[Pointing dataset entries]

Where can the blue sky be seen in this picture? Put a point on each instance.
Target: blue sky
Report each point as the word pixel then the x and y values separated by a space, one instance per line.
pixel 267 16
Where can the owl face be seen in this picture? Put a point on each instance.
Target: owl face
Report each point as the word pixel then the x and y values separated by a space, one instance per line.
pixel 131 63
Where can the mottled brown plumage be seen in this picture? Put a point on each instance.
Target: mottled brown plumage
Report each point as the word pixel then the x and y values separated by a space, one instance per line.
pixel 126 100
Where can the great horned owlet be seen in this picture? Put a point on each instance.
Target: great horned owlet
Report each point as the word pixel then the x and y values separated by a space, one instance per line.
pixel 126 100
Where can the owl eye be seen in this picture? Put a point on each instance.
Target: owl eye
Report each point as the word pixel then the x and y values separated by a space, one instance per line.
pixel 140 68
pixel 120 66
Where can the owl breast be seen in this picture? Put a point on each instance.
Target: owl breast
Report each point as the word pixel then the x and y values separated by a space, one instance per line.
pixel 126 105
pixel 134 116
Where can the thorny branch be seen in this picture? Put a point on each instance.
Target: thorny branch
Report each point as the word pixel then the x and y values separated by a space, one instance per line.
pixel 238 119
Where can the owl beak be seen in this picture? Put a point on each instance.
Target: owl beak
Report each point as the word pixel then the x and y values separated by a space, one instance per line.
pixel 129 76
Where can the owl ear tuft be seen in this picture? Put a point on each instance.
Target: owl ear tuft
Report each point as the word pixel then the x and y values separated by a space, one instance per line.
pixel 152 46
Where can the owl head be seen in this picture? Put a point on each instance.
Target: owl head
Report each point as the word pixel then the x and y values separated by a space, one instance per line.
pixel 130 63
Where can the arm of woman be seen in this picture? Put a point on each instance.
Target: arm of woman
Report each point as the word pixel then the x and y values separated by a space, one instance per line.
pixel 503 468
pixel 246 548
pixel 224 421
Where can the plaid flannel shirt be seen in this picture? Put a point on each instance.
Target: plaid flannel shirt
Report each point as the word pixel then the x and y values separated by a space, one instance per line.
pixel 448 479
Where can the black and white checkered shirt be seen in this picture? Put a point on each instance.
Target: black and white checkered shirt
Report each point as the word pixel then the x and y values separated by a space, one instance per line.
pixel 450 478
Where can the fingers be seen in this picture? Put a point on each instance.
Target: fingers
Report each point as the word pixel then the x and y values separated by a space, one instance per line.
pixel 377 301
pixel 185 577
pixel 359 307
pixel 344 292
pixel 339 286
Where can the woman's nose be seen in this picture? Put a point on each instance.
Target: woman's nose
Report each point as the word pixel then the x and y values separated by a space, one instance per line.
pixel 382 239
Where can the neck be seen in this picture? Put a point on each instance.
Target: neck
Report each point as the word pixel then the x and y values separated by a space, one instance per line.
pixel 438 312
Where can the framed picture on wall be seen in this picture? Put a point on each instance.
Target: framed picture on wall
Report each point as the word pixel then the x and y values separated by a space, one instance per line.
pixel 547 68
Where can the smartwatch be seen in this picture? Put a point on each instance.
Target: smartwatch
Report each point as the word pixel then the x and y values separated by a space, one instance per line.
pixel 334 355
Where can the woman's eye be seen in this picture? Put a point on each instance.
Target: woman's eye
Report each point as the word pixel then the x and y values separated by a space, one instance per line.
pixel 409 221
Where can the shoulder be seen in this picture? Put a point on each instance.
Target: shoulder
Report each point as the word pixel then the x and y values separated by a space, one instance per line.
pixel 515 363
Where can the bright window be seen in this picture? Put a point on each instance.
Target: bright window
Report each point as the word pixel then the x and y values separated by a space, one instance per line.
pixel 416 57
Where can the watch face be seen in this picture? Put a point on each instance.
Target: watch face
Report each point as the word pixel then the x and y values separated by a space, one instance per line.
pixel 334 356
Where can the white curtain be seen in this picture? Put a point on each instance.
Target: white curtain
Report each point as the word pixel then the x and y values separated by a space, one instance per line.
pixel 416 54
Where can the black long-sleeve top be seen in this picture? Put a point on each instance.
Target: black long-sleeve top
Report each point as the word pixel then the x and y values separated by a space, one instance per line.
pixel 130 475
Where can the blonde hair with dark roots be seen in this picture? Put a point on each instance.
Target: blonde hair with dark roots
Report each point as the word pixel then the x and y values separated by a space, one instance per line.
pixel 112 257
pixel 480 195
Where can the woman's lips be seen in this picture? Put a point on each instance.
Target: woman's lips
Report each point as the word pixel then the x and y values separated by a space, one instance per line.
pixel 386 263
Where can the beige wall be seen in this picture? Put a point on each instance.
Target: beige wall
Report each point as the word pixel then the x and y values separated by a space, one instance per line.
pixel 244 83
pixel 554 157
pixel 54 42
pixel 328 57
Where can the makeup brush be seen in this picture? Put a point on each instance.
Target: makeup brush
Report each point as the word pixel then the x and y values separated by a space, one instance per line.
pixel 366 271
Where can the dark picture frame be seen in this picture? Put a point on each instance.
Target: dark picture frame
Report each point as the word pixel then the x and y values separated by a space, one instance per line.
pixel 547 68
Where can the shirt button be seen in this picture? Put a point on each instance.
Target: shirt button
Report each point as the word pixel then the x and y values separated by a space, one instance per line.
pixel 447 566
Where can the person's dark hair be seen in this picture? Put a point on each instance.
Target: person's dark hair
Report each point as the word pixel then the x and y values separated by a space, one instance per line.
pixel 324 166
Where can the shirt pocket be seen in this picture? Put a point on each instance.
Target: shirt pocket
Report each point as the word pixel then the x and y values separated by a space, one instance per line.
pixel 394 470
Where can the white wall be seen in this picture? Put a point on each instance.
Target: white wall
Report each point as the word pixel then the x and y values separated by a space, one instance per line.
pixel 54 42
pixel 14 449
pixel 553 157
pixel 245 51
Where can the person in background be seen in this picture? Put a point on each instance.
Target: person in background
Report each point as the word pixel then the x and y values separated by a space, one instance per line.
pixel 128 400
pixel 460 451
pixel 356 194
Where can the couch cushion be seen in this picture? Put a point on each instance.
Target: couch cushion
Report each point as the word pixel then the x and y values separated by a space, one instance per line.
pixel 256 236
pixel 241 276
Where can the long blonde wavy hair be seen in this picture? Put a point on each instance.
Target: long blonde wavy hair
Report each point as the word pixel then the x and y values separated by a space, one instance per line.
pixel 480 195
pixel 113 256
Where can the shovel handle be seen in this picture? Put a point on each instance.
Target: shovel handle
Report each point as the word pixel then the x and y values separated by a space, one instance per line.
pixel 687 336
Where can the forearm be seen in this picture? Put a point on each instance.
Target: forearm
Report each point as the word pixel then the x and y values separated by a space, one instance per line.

• YOUR TASK: Rename "long-sleeve top" to "long-sleeve shirt" in the stretch from the line containing "Where can the black long-sleeve" through the line containing "pixel 130 475". Reproduce only that stretch, with nothing else changed.

• RIGHT ANSWER:
Where can the black long-sleeve shirt be seen in this picture? Put a point on each instance.
Target: black long-sleeve shirt
Report each point as the word pixel then the x and y values separated by a space, one instance per line.
pixel 130 475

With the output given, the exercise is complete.